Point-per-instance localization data
################
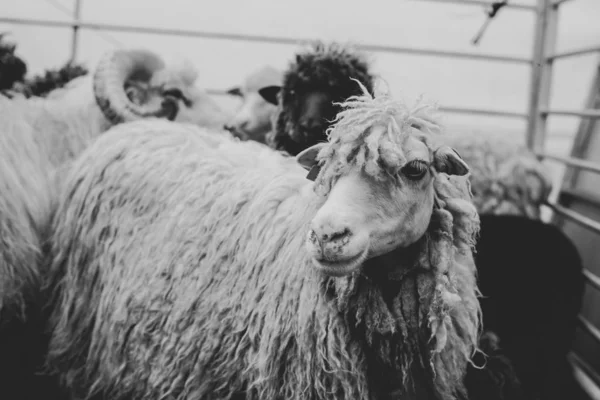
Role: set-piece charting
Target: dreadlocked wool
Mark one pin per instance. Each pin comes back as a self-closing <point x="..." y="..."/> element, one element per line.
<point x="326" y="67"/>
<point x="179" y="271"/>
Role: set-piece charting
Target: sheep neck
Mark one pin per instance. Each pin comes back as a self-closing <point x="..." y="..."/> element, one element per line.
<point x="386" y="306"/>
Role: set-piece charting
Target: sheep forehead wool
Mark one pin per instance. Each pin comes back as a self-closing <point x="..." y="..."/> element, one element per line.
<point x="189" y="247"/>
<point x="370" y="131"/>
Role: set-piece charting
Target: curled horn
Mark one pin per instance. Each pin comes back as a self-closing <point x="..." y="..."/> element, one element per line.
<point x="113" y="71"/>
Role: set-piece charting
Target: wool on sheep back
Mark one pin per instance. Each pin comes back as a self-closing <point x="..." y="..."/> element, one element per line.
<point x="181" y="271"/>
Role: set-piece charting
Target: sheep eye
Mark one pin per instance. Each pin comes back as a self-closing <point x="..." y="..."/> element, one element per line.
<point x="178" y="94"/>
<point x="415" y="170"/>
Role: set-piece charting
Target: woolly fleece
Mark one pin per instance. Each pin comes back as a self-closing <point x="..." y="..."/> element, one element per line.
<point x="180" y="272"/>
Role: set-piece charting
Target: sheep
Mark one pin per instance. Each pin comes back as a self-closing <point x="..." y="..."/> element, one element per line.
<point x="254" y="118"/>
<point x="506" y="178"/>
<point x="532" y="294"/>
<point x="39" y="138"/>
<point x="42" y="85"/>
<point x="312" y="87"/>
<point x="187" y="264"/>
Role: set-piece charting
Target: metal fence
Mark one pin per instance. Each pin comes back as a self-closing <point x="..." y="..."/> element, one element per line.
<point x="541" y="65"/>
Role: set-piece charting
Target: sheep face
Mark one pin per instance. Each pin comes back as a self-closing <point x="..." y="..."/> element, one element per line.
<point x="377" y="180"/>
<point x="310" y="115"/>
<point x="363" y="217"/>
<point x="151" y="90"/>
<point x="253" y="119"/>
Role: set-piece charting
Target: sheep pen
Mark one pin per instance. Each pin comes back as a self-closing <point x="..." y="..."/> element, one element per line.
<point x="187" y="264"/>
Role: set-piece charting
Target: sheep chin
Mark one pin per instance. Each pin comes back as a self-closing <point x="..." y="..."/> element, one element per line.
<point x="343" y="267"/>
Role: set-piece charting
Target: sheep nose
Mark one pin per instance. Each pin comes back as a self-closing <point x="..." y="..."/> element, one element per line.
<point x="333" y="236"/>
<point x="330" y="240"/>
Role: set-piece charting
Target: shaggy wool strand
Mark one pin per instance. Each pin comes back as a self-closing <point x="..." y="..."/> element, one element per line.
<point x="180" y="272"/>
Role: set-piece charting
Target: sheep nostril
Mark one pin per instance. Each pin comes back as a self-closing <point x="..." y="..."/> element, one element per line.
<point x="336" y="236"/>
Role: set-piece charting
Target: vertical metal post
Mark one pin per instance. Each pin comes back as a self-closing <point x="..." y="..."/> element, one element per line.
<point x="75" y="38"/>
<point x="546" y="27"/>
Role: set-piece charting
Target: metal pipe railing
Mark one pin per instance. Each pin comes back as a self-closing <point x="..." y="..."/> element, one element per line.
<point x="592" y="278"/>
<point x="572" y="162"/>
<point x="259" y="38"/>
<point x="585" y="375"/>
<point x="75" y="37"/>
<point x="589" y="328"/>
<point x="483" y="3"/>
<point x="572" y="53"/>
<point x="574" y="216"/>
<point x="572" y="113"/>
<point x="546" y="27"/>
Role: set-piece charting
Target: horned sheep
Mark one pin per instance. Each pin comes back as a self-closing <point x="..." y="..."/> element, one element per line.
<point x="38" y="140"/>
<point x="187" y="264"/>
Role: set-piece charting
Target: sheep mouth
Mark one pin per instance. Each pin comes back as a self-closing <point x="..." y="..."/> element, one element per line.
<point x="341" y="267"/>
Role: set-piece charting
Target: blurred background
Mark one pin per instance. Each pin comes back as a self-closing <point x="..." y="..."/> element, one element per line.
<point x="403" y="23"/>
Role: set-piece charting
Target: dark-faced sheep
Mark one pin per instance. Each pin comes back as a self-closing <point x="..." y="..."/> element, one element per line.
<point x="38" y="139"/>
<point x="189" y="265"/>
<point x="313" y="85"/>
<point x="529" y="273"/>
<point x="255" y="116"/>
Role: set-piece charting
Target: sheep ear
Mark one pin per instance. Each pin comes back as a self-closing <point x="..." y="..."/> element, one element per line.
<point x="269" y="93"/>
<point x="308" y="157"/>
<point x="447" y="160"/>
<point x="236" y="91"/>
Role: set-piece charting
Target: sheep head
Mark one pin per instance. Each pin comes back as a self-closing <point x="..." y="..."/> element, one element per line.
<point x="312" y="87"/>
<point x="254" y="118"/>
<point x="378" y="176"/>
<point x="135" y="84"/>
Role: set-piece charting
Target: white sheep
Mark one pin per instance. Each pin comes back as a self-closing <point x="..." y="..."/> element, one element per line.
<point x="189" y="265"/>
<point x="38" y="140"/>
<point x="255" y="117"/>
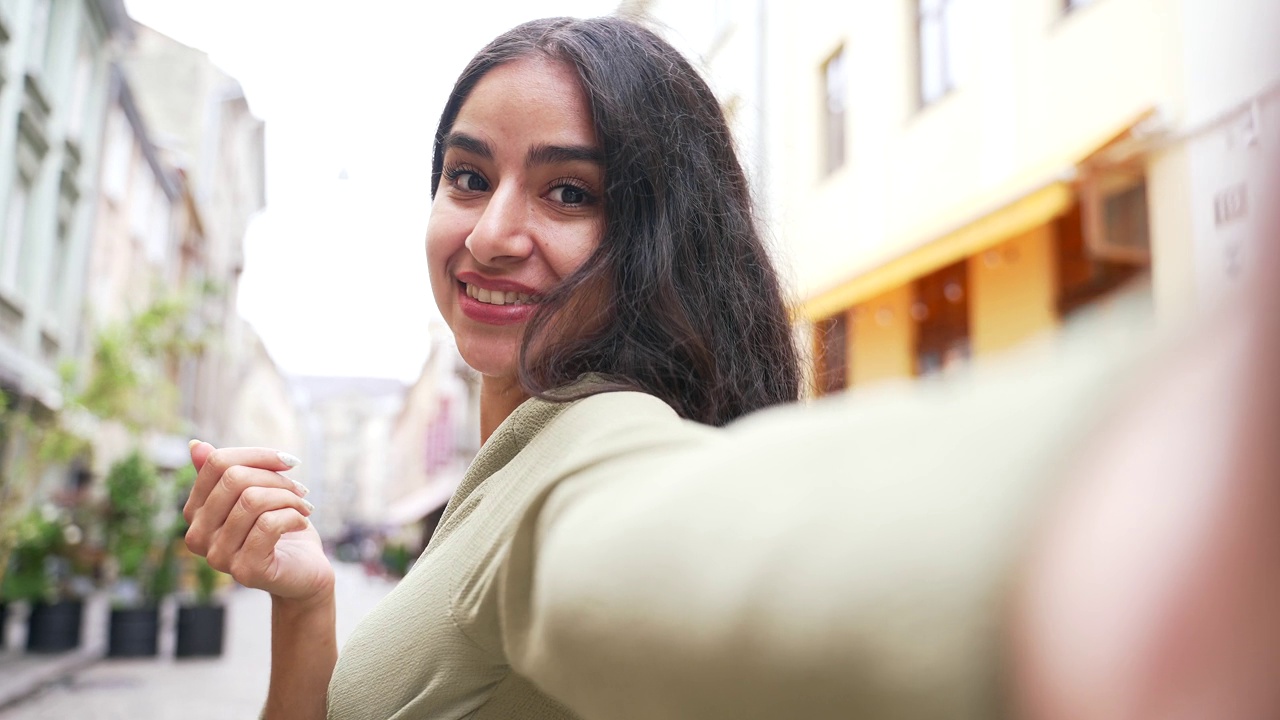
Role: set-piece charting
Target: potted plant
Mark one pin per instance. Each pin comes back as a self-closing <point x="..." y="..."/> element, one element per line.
################
From the entries, copy every line in which the word "metal" occurs.

__Solution to the problem__:
Target: metal fence
Target: vertical metal post
Target: metal pipe railing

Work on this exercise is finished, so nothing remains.